The 15 page decision has been met with strong reactions in both countries. Unfortunately, the debate on electronic media has been led by journalists, lawyers and politicians unfamiliar with the concepts of international law and the actual decision itself.
Therefore, it is important to highlight some key points:
India didn't win, Pakistan didn't fail
India didn’t win the case. Pakistan didn’t fail. The decision only relates to India’s request for provisional measures (which, by the way, doesn’t even include a request for granting consular access to Jadhav).
At this stage, it was easier and more likely for the ICJ to favour the Indian request as the threshold for assuming jurisdiction was not very high. Please see below paragraph 15 of the decision:
“15. The Court may indicate provisional measures only if the provisions relied on by the Applicant appear, prima facie, to afford a basis on which its jurisdiction could be founded, but need not satisfy itself in a definitive manner that it has jurisdiction as regards the merits of the case (see, for example, Application of the International Convention for the Suppression of the Financing of Terrorism and of the International Convention on the Elimination of All Forms of Racial Discrimination (Ukraine v. Russian Federation), Provisional Measures, Order of 19 April 2017, para. 17).”

**SUPPLIED MATERIAL:**
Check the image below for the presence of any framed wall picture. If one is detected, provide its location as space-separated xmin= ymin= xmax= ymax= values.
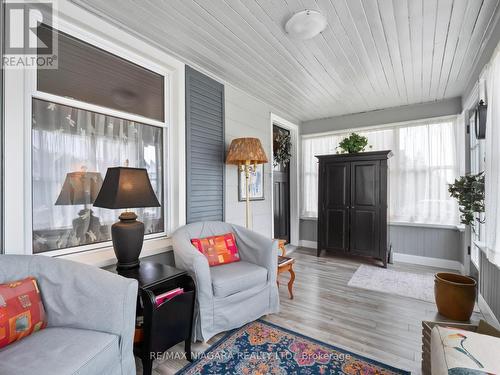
xmin=238 ymin=164 xmax=264 ymax=202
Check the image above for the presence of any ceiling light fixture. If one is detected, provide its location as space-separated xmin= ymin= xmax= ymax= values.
xmin=285 ymin=9 xmax=327 ymax=40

**GOAL:**
Continue the commentary on the ICJ's provisional measures decision in the Jadhav case from its last sentence. The listing is not needed for anything here.

**REPLY:**
Jadhav's spy status will come under discussion
Pakistan hasn’t failed to convince the ICJ that Jadhav is a spy/terrorist as this is something that will be considered only at the merits stage of the case.
At this stage, ICJ wasn’t even looking to confirm whether the rights sought to be protected by India exist (i.e. consular access to an Indian citizen convicted of activities subversive to the national security of Pakistan).
In fact, it only had to decide whether such rights are plausible enough to be adjudicated upon at the merits stage of the case. Please see below paragraph 42 of the decision:
“42. At this stage of the proceedings, the Court is not called upon to determine definitively whether the rights which India wishes to see protected exist; it need only decide whether these rights are plausible (see above paragraph 35 and Application of the International Convention for the Suppression of the Financing of Terrorism and of the International Convention on the Elimination of All Forms of Racial Discrimination (Ukraine v. Russian Federation), Provisional Measures, Order of 19 April 2017, para. 64)."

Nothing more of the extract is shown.